▶ [WHAT YOU WILL DO]
Give the listing below again in full, exactly as written.

>> begin ITEMS

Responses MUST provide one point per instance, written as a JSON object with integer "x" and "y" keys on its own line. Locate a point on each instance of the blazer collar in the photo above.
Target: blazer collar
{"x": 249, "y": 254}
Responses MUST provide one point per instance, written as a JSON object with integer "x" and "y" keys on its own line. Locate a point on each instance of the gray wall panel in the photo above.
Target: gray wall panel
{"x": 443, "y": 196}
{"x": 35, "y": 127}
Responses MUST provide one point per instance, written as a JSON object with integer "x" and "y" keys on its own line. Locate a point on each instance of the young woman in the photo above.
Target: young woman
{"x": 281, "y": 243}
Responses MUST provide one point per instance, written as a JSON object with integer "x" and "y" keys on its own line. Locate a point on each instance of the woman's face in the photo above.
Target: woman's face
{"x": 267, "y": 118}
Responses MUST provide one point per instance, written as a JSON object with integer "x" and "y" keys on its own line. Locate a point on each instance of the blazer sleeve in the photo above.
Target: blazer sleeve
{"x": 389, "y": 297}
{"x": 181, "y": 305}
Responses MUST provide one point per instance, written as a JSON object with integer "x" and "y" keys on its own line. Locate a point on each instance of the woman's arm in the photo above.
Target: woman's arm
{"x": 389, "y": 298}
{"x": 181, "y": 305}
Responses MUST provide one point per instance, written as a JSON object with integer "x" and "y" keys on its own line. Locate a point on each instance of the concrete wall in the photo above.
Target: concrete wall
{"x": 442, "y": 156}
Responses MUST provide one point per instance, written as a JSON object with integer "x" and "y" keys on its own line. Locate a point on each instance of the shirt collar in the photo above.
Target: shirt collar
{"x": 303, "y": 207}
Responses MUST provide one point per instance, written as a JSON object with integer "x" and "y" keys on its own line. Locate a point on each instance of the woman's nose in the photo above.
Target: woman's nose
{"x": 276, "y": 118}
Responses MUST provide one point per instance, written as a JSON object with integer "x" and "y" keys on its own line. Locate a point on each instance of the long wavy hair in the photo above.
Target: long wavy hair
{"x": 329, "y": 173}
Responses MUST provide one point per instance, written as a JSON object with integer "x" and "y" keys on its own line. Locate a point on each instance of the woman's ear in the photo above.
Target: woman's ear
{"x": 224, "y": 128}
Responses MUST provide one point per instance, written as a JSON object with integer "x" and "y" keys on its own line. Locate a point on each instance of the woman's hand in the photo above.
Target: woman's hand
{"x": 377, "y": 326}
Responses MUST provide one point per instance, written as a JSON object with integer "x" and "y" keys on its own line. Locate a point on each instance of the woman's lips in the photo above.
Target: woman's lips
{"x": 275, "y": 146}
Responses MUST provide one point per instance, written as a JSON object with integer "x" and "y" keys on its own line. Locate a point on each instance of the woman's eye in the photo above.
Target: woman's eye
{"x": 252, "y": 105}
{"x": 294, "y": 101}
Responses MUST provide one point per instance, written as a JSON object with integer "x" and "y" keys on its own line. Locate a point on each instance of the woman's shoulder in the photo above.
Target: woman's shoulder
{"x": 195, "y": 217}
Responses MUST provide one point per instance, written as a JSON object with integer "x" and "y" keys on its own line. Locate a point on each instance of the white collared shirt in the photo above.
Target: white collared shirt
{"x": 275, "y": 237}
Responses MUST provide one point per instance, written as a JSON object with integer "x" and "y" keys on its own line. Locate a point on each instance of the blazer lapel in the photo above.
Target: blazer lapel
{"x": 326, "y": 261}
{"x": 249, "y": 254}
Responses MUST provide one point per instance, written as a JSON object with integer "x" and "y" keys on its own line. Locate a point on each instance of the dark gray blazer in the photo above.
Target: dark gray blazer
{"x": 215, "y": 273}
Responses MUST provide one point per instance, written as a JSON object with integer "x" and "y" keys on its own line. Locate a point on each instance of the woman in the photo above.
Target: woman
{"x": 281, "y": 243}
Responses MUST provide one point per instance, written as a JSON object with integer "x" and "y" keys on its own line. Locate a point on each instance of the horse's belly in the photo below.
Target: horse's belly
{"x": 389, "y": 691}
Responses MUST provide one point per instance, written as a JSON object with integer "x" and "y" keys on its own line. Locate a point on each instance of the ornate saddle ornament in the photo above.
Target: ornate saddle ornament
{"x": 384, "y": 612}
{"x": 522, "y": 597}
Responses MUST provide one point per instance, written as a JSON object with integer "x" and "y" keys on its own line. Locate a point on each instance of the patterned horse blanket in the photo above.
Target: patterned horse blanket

>> end ITEMS

▶ [COMPLETE OUTPUT]
Responses MUST provide one point per instance, written as a JSON object with integer "x" and "y" keys on its own line. Locate a point on each instance of the blazer collar in the photo above.
Target: blazer collar
{"x": 249, "y": 254}
Responses MUST provide one point per instance, written as a JSON object with integer "x" and "y" keys on its own line. Locate a point on each instance of the gray wall panel in the photo above.
Target: gray wall panel
{"x": 443, "y": 196}
{"x": 35, "y": 127}
Responses MUST provide one point per instance, written as a JSON object with integer "x" and "y" keys on its own line. Locate a point on each instance of the young woman in the photo above.
Target: young woman
{"x": 281, "y": 243}
Responses MUST provide one point per instance, written as a JSON object with integer "x" and "y" keys on its own line. Locate a point on each instance of the woman's face in the photo above.
Target: woman's face
{"x": 267, "y": 118}
Responses MUST provide one point per instance, written as a JSON object with integer "x" and "y" keys on its own line. Locate a point on each instance of the blazer sleeve in the photo above.
Target: blazer sleeve
{"x": 389, "y": 297}
{"x": 181, "y": 305}
Responses MUST provide one point per instance, written as a JSON object with integer "x" and "y" keys on its own line. Locate a point on each instance of the woman's arm in the photo above.
Target: woman's arm
{"x": 389, "y": 298}
{"x": 181, "y": 305}
Responses MUST provide one point per instance, written as a JSON object with integer "x" and "y" keys on its own line. Locate a point on each instance of the concrete wall in the photo above.
Target: concrete wall
{"x": 442, "y": 156}
Responses MUST provide one point per instance, written as a JSON object with integer "x" and "y" keys on its own line. Locate a point on each instance of the shirt collar in the photo above.
Target: shirt collar
{"x": 303, "y": 207}
Responses MUST provide one point per instance, written as a JSON object with integer "x" and "y" keys on its own line. Locate a point on each instance of the woman's nose in the photo above.
Target: woman's nose
{"x": 276, "y": 118}
Responses MUST provide one point per instance, written as a JSON object with integer "x" and "y" keys on its own line. Locate a point on each instance of the long wavy hair in the photo above.
Target: long wavy hair
{"x": 329, "y": 173}
Responses MUST provide one point per instance, written as a JSON object with integer "x" and "y" keys on its own line. Locate a point on each instance of the woman's ear in the photo above.
Target: woman's ear
{"x": 224, "y": 128}
Responses MUST provide one point per instance, written as a JSON object with integer "x" and "y" keys on its own line. Locate a point on each instance of the woman's hand in the photo above.
Target: woman's hand
{"x": 377, "y": 326}
Responses MUST provide one point per instance, written as a JSON object with integer "x" and "y" keys on its own line. Locate a point on each instance of the woman's lips in the photo above.
Target: woman's lips
{"x": 275, "y": 146}
Responses MUST provide one point per instance, written as a JSON object with integer "x" and "y" keys on its own line. Locate a point on each instance of the woman's eye in the photo above.
Target: woman's eye
{"x": 252, "y": 105}
{"x": 294, "y": 101}
Responses MUST provide one point per instance, written as a JSON object with integer "x" and "y" keys on its own line. Locate a point on each instance of the woman's shoulder in the photo above.
Target: woman's shoulder
{"x": 195, "y": 217}
Responses MUST provide one point per instance, written as a JSON object with integer "x" and "y" keys on its own line. Locate a point on each instance of the white collared shirt in the photo above.
Target: white collared shirt
{"x": 275, "y": 237}
Responses MUST provide one point per instance, written as a JSON object with integer "x" and "y" keys on its own line. Locate a point on each instance of the blazer lapel in the photo above.
Target: blazer lapel
{"x": 326, "y": 261}
{"x": 249, "y": 254}
Responses MUST provide one point per instance, written as a JSON object with integer "x" and "y" keys on its own line. Locate a point on each instance of the dark gray blazer in the photo above.
Target: dark gray blazer
{"x": 215, "y": 273}
Responses MUST provide one point per instance, written as a JSON object with integer "x" and "y" keys on its own line. Locate a point on each instance of the woman in the photo above.
Target: woman
{"x": 281, "y": 243}
Responses MUST provide one point per instance, written as a JSON object with integer "x" and "y" keys on its own line. Locate a point on each instance of the horse's belly in the photo below.
Target: horse's belly
{"x": 389, "y": 691}
Responses MUST provide one point per instance, written as a JSON object with integer "x" and "y" keys on its own line. Locate a point on each instance of the ornate saddle ornament in the photo above.
Target: ornate saddle ornament
{"x": 384, "y": 612}
{"x": 522, "y": 597}
Responses MUST provide one point per instance, written as a JSON object with integer "x" and "y" keys on its own line. Locate a point on each instance of the patterned horse blanket in the photo above.
Target: patterned horse blanket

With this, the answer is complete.